__Required work__. Only those lines running from the line that contains "Could you point to the jockey's glove" through the end of the material are to be written out, each exactly as shown.

__Extracted records__.
==================================================

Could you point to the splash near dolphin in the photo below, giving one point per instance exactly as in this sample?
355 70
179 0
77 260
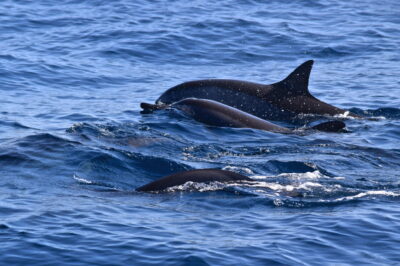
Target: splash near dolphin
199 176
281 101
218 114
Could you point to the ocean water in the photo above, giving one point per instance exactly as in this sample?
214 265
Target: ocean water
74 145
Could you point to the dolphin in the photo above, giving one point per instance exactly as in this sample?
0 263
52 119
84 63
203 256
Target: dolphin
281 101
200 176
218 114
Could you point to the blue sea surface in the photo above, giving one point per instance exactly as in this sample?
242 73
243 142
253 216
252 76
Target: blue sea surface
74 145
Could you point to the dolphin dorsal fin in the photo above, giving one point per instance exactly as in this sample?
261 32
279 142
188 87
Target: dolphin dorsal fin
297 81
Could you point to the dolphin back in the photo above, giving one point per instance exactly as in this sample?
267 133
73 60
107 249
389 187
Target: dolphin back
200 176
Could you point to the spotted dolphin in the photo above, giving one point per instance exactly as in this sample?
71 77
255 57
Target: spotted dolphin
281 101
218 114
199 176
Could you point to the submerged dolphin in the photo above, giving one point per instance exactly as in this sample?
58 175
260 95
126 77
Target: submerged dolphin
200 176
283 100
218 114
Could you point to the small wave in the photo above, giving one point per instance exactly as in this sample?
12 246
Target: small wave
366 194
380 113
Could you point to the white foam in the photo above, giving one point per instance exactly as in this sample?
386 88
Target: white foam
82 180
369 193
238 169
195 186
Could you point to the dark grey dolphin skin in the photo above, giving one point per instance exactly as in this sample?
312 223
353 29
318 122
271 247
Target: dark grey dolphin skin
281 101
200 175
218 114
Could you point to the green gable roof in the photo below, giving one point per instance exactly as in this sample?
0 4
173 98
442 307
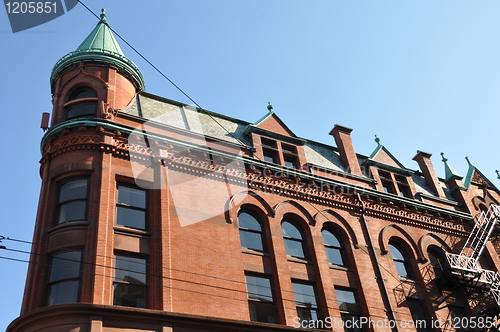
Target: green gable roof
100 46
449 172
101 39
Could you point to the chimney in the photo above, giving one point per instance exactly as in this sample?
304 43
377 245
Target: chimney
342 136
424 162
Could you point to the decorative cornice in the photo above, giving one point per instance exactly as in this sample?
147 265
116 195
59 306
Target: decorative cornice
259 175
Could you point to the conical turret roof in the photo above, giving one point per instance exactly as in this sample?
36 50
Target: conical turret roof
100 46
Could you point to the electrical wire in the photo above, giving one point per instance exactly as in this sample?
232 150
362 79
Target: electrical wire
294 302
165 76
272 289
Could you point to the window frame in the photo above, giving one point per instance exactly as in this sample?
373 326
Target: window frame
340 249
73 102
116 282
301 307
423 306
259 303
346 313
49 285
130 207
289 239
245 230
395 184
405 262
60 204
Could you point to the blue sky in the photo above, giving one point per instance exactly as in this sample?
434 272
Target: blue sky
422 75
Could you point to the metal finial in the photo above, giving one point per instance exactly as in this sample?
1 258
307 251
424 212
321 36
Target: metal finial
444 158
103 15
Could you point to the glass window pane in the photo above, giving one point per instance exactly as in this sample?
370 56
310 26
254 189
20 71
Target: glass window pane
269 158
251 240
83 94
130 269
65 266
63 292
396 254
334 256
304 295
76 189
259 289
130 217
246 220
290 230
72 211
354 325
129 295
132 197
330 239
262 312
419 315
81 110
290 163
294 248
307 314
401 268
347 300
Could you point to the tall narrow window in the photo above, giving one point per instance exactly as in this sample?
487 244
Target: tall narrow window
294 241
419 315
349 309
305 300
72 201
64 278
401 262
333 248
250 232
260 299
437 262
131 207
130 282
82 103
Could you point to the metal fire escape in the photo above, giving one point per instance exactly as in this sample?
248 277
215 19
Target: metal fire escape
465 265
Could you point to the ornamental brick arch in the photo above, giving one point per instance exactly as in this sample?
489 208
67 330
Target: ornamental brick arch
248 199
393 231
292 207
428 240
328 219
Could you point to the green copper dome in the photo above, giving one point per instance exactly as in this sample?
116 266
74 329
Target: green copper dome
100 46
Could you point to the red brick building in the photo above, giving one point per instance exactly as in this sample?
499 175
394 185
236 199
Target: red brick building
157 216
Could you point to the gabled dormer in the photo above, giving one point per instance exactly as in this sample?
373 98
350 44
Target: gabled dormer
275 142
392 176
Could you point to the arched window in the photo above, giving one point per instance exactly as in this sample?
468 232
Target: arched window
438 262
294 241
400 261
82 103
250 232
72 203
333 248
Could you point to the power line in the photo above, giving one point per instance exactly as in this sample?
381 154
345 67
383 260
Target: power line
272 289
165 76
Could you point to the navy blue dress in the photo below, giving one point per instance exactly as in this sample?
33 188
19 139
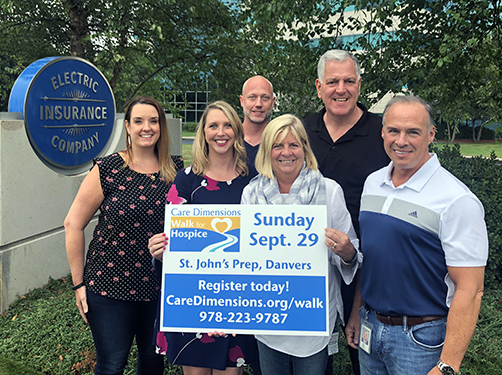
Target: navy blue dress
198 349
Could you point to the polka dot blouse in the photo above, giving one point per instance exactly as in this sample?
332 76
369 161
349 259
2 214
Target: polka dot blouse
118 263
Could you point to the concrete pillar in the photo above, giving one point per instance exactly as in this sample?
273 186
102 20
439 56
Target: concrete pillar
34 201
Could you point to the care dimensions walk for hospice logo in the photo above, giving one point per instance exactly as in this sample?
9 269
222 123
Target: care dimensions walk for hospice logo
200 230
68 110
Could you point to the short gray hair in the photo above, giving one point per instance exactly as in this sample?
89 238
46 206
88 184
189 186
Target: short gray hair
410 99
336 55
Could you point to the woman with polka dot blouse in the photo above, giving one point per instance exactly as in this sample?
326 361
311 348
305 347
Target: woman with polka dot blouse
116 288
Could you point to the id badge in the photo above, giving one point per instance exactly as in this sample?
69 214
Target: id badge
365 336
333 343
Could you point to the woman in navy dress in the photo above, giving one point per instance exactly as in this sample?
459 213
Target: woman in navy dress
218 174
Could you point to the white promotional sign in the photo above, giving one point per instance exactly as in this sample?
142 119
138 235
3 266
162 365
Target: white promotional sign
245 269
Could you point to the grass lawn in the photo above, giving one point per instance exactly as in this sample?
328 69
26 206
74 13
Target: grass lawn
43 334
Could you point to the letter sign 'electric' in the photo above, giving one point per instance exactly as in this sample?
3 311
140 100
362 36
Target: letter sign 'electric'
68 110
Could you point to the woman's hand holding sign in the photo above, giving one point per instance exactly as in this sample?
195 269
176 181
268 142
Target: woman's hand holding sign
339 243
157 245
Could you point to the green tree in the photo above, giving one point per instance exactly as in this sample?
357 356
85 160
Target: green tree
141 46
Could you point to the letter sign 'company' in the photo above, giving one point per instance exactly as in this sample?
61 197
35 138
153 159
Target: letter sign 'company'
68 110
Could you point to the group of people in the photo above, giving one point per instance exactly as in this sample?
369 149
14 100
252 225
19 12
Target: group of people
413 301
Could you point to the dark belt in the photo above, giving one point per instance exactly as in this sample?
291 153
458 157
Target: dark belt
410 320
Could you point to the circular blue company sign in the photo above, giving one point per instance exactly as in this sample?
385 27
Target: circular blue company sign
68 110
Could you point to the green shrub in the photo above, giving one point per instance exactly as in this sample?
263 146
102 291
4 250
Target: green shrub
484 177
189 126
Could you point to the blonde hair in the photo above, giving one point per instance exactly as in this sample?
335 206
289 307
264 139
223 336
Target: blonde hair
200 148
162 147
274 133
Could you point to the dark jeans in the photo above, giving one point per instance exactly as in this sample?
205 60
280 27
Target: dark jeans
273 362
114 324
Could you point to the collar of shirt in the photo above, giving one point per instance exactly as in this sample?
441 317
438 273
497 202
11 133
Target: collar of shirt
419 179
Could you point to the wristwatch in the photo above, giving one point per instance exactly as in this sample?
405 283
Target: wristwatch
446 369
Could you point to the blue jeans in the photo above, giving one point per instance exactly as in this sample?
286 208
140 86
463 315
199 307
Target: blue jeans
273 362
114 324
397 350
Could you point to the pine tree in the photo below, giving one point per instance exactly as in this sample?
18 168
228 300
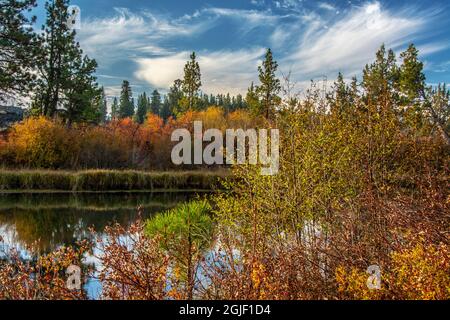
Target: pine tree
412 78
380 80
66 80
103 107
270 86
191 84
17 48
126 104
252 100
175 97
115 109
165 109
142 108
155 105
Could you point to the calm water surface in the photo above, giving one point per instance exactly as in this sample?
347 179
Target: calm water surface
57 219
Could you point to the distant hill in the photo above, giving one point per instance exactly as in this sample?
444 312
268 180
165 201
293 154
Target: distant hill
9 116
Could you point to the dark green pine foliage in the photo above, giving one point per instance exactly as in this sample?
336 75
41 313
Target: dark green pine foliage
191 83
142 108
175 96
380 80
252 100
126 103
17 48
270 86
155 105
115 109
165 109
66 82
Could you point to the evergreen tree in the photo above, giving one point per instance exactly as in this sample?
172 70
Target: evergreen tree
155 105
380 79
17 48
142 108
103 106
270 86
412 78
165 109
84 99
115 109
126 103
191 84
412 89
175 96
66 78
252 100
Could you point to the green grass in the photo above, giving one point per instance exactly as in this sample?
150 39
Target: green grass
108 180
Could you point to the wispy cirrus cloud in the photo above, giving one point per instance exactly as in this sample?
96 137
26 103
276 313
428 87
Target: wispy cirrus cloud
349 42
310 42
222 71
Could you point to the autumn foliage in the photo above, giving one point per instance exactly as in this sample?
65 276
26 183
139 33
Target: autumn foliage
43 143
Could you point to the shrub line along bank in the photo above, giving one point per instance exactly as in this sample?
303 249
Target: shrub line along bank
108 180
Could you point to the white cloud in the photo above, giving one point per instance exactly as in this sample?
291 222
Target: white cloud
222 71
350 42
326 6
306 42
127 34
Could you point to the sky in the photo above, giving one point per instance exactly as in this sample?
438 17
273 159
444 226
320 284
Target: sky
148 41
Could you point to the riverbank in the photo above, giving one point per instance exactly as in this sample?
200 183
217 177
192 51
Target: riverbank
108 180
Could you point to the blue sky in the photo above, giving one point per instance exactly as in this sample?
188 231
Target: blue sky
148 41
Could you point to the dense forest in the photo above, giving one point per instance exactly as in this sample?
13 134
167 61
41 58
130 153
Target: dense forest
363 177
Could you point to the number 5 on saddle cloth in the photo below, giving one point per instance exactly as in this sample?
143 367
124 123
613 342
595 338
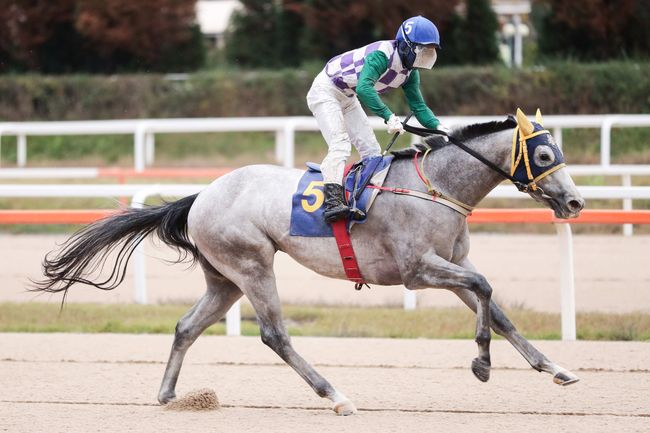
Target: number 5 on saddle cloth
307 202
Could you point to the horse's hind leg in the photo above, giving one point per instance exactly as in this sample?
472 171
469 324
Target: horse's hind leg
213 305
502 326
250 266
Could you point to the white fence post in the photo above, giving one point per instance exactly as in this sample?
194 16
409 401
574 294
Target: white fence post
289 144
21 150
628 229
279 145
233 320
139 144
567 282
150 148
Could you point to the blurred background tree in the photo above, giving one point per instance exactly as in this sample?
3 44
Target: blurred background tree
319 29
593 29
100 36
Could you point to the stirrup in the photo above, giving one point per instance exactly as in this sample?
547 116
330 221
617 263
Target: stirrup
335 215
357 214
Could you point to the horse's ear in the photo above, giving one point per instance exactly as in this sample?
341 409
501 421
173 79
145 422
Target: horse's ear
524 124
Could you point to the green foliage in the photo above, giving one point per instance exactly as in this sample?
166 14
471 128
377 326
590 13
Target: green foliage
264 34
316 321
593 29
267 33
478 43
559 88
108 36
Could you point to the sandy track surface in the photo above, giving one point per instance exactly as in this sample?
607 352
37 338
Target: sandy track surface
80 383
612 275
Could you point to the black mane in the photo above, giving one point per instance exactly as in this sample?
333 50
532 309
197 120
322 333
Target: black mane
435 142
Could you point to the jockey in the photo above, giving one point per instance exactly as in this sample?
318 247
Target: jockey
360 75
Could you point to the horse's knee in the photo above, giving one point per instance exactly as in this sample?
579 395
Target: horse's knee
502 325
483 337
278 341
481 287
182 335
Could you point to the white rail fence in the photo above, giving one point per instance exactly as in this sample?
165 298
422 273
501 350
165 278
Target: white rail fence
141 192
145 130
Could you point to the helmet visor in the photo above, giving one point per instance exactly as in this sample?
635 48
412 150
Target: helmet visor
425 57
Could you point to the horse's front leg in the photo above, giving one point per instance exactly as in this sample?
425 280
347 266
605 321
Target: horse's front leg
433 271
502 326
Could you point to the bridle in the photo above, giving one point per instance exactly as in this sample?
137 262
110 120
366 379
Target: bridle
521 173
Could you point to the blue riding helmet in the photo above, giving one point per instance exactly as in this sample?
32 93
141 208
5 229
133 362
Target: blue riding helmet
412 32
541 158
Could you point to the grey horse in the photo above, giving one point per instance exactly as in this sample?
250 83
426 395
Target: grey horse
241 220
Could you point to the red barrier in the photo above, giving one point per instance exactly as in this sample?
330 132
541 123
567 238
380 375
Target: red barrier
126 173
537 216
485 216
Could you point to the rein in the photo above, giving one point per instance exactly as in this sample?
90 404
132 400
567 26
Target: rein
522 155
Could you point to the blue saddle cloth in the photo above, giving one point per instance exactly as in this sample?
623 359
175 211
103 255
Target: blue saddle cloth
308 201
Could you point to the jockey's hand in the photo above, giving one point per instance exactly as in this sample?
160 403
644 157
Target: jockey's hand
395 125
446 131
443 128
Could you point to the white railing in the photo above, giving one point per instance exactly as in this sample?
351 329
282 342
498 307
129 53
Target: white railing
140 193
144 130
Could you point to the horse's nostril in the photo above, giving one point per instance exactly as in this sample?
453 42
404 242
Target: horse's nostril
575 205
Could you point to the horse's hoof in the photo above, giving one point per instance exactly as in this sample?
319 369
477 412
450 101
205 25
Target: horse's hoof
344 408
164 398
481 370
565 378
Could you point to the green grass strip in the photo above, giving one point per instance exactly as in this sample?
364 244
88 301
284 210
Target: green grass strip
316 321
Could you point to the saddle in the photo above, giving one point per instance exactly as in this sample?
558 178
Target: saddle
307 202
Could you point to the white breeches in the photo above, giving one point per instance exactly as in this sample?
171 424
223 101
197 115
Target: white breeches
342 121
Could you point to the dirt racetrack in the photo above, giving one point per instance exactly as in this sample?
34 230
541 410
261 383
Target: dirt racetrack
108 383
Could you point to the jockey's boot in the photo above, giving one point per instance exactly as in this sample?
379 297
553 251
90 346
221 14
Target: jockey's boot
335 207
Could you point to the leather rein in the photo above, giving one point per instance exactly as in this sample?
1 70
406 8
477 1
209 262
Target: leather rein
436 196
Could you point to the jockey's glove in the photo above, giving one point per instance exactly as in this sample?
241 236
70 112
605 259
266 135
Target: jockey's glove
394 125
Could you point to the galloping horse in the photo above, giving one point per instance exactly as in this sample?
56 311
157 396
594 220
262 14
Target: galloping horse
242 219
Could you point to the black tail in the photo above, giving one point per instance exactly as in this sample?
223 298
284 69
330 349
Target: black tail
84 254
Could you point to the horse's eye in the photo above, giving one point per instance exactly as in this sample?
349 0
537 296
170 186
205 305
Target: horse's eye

==================================================

__Answer to the problem__.
Could you point to the jockey's glove in the photo above, giving one point per instance exactly as in this sample?
241 236
70 112
605 259
266 135
Target: jockey's glove
394 125
Could you point to the galloping horse in the photo above, giving one point per instance exactly as in this sample?
56 311
157 396
594 220
262 14
Target: galloping horse
242 219
Could you point to the black tail in the photo above, giving one point per instance exactly as in this sample?
223 298
284 69
330 349
Target: black tail
84 254
Could you point to the horse's eye in the photo above, giving one point per instance exactly as in this sample?
349 0
537 296
170 186
205 305
Target: horse's eye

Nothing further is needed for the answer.